*Seçilen Bölüm*.
+ + +

4 aydır Çin’i sarsan; 3 aydır İtalya’yı, İspanya’yı sarsan; 2 aydır ABD ve tüm Avrupa’yı ve de Türkiye’yi sarsan koronavirüs (COVİD-19) salgını, bugün tüm dünyayı ele geçirmiş ve tüm insanlığın tek gündemi olmuş durumda.

Peki, tehdit geçti mi? Geçmedi, ama yine de umutlu olunmalı.

Ve de virüs sonrası için, hem insan sağlığında hem de özellikle siyasal ve toplumsal yaşamda olumlu sonuçlar beklenir olmalı…

İşte bu nedenle umarız ki bu salgının sonucu, dünyada olmasa bile Türkiye’de demokratik bir barışın önünü açan yol olur.

Ve de umarız ki, bu salgına rağmen 23 Nisan’ın yarattığı büyük coşku, beklenen bu oluşuma katkıda bulunur.

Elbette salgın hastalıklar, insan bedenini ve ruh sağlığını tehdit ettiği gibi, tüm yaşamını da sarsar olmaktadır.

Ama daha da tehlikelisi, hem yanlış hem de kasıtlı bilgi akışıyla toplumsal bir “panik” yaratılması ve de tüm toplumun sarsılır olmasıdır.

Özellikle bilinmelidir ki, salgınların yarattığı psikoloji, virüsten daha hızlı yayılmakta, salgın hastalıktan daha da tehlikeli olmaktadır.

* * *

Salgınının çıktığı ilk günlerde oluşan siyasetteki sıcak yaklaşımlar, bugün yine yok olmuştur.

Ve de salgın öncesi siyasetin kronik bir durum alan kamplaşmış dili, yeniden siyasetin dili olmuştur.

Virüsün bugüne kadar 10 kez mutasyona uğradığı, yani Covid-19’un genomlarında 10 kez değişim yaşandığı söylendi.

İşte bu nedenle diyorum ki, bu mutasyon Türkiye siyasetine, siyasi liderlere, parti sözcülerine, haber kanallarına ve de haber sunucularına da bir uğrasa!..

-Kışkırtıcı dil, barışçı bir dile dönüşse…

-Siyasetin kin ve nefret kokan dili, barış çağıran bir dil olsa…

-Siyasi rekabet, husumete dönüşür olmasa…

-Haber sunucuları, siyasi amigoluğu bıraksa…

Ve de hiç olmazsa bu salgın döneminde siyasi hırs, aklın önüne geçmese…

Yani ülkede böyle bir mutasyon olsa!..

+ + +

*Verilen Kayıtlar*.
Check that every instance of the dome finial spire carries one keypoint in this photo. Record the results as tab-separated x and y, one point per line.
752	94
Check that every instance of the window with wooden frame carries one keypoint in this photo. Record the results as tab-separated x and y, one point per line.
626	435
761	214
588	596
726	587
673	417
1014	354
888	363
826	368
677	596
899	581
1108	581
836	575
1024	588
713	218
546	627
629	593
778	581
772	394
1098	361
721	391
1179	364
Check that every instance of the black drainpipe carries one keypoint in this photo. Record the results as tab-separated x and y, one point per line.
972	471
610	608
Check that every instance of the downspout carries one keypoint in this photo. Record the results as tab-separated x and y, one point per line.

+ + +

*Görev Tanımı*.
Koronavirüs salgını ve siyasetin dili üzerine yazıyı son cümlesinin ardından devam ettirin.

*Alıştırma Çıktısı*.
Çünkü sonuçta tüm bu hastalıkların tedavisi yapılabilecektir.

Er ya da geç laboratuvarlarda mutlaka bir çözüm üretilecek, bu salgının da önüne geçilebilecektir.

Ama biriktirilen ve de sürekli ekilen kin nefret, yıllarca tedavi edilemeyecektir.

* * *

Bugün 33 milyon insan evlere mahkûm durumda.

-Bunlar 65 yaş üstü ve 20 yaş altı…

-Aslında hücre mahkûmu da diyebiliriz buna.

-Yani monoton ve endişeli bir yaşam…

-Yani kapalı devre bir yaşam…

-Tek eğlencesi televizyon izlemek, okuyabiliyorsa kitap okumak, yazabiliyorsa yazı yazmak, manzarası varsa pencereden bakmak, balkonu uygunsa balkona çıkmak…

Bugün birçok sanatçı elinden geldiğince, imkânlar ölçüsünde sazıyla, sesiyle özellikle ev hapsindeki bu 33 milyon insana moral vermeye çalışırken…

Her konuyu karşı tarafa gol atmak için kullanan siyasi söylemlerle, bu insanların ruh sağlığının ne kadar örselendiği görülebilse.

* * *

Genelde olmasa da bazı kanallarda haber sunucuların dili, haber sunmanın ötesinde kışkırtıcı, tahrik edici ve tehlikeli bir dil olmaktadır.

Bu dilden amaç:

-Salgından faydalanmak isteyen siyasetlere amigoluk yapmaktır.

-Salgını siyasi bir ranta dönüştürmek isteyen kimliklere bir fırsat sunmaktır.

Ayrıca:

-Sansasyonel ve bilgi kirliliği içindeki haberlere balıklama dalmak ve bunu yazılı, görsel ve sosyal medyada paylaşmak, toplumun bilincine bir kaygı yerleştirmektir.

-Ve de toplumu korkuya teslim etmektir.

Herhalde yazılı, görsel ve sosyal medyanın görevi bu olmamalıdır.

Ve genelde tüm toplumun, özelde ev hapsindeki 33 milyon insanın ruh sağlığını, daha da örselemek olmamalıdır.